Recent estimates have put the annual number of UK citizens leaving their homeland and retiring abroad at around 300,000. James Cartwright, Senior Product Analyst at financial information services QROPS Review has advised hundreds of budding expats on investment opportunities, pension schemes and buying property overseas. With more and more Brits setting their sights on sunnier climes, we asked him for his tips for dealing with the difficulties and trials of shifting your life to another country.
Property
“The process of buying property overseas can be beset with pitfalls, and the foreign real estate market can often be very difficult to navigate. Many countries impose regulations and restrictions on properties purchased by foreigners, so make sure you’re au fait with the rules before you consider making a purchase.
“If you do get far enough to arrive at a deal, be sure to investigate your financing options. Oftentimes it’s smarter to take out a loan in the local currency, rather than doing so in the UK and awaiting a beneficial exchange rate.
“Also be aware of your tax commitments to the UK and your chosen destination. Be sure to have your contract translated by a professional so as to avoid any misunderstandings.”

REQUIREMENTS
1. Reproduce the piece on retiring abroad from "Recent estimates have" up to and including "making a purchase.".
2. List all the topics on which the piece on retiring abroad says James Cartwright has advised budding expats.
3. Does each statement agree with the piece on retiring abroad? Answer yes or no and quote the words that decide it.
(a) About 300,000 UK citizens retire abroad each year.
(b) The piece recommends taking out a loan in the UK and waiting for a good exchange rate.
(c) The piece suggests translating the contract yourself.

RECORDS
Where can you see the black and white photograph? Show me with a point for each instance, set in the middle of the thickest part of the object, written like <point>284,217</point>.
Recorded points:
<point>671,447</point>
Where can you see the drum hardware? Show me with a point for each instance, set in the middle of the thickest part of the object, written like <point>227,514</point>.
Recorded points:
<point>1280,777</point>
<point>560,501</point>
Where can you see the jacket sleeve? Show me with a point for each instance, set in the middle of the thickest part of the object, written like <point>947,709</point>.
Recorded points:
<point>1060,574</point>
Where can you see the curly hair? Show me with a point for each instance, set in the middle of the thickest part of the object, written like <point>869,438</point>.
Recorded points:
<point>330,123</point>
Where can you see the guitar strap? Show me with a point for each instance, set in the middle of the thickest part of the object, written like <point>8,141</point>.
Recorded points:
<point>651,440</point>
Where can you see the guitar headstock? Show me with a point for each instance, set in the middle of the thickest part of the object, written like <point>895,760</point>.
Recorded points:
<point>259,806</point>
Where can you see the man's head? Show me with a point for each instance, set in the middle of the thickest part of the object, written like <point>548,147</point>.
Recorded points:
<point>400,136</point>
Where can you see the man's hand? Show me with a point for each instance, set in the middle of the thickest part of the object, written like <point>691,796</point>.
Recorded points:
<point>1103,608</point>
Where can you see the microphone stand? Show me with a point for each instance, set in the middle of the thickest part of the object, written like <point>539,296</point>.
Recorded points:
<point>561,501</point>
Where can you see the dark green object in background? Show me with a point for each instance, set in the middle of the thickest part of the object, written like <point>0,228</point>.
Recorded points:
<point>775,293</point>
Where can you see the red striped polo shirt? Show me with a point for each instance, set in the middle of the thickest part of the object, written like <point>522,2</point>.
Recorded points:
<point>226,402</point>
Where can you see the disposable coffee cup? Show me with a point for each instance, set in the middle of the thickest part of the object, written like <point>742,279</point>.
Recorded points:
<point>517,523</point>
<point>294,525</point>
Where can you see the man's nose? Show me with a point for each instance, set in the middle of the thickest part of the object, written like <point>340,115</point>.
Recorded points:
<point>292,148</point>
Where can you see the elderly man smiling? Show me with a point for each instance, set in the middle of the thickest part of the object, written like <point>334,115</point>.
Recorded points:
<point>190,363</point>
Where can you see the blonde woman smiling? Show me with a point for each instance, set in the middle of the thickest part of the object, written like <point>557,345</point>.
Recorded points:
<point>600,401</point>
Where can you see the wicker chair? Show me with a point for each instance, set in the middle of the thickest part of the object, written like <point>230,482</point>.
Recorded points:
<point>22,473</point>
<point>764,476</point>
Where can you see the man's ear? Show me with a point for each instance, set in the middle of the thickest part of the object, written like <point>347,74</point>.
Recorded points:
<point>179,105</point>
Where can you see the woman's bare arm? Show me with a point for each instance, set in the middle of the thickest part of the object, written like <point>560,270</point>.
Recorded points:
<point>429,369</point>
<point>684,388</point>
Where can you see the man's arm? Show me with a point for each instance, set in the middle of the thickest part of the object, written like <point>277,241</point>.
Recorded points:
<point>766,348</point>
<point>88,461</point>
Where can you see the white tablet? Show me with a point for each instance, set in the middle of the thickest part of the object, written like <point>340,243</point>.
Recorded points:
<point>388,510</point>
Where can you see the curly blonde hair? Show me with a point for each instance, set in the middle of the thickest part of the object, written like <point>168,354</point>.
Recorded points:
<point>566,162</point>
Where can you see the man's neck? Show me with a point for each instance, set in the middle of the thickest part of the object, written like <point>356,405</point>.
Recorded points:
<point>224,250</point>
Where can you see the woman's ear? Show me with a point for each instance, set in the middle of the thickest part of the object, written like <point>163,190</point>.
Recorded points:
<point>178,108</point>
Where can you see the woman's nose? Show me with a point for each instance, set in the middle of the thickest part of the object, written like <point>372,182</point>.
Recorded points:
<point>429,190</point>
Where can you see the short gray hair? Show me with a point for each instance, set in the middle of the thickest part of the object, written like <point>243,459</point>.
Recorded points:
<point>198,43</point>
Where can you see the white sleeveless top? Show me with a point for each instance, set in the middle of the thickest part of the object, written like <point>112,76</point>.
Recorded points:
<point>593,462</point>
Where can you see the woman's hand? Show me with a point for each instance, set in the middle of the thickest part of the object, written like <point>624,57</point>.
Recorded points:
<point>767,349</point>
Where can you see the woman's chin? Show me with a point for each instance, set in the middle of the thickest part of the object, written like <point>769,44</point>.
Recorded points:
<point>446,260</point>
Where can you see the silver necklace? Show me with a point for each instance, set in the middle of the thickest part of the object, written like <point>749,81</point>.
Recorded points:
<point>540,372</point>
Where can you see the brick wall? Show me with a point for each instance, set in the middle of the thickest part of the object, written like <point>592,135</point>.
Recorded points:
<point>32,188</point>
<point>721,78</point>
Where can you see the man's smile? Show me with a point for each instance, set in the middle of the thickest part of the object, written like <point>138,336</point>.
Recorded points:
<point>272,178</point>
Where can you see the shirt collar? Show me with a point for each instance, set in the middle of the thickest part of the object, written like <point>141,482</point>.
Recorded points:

RESPONSES TO THE TASKS
1.
Recent estimates have put the annual number of UK citizens leaving their homeland and retiring abroad at around 300,000. James Cartwright, Senior Product Analyst at financial information services QROPS Review has advised hundreds of budding expats on investment opportunities, pension schemes and buying property overseas. With more and more Brits setting their sights on sunnier climes, we asked him for his tips for dealing with the difficulties and trials of shifting your life to another country.
Property
“The process of buying property overseas can be beset with pitfalls, and the foreign real estate market can often be very difficult to navigate. Many countries impose regulations and restrictions on properties purchased by foreigners, so make sure you’re au fait with the rules before you consider making a purchase.

2.
- Investment opportunities
- Pension schemes
- Buying property overseas

3.
(a) Yes: "Recent estimates have put the annual number of UK citizens leaving their homeland and retiring abroad at around 300,000."
(b) No: "Oftentimes it’s smarter to take out a loan in the local currency, rather than doing so in the UK and awaiting a beneficial exchange rate."
(c) No: "Be sure to have your contract translated by a professional so as to avoid any misunderstandings."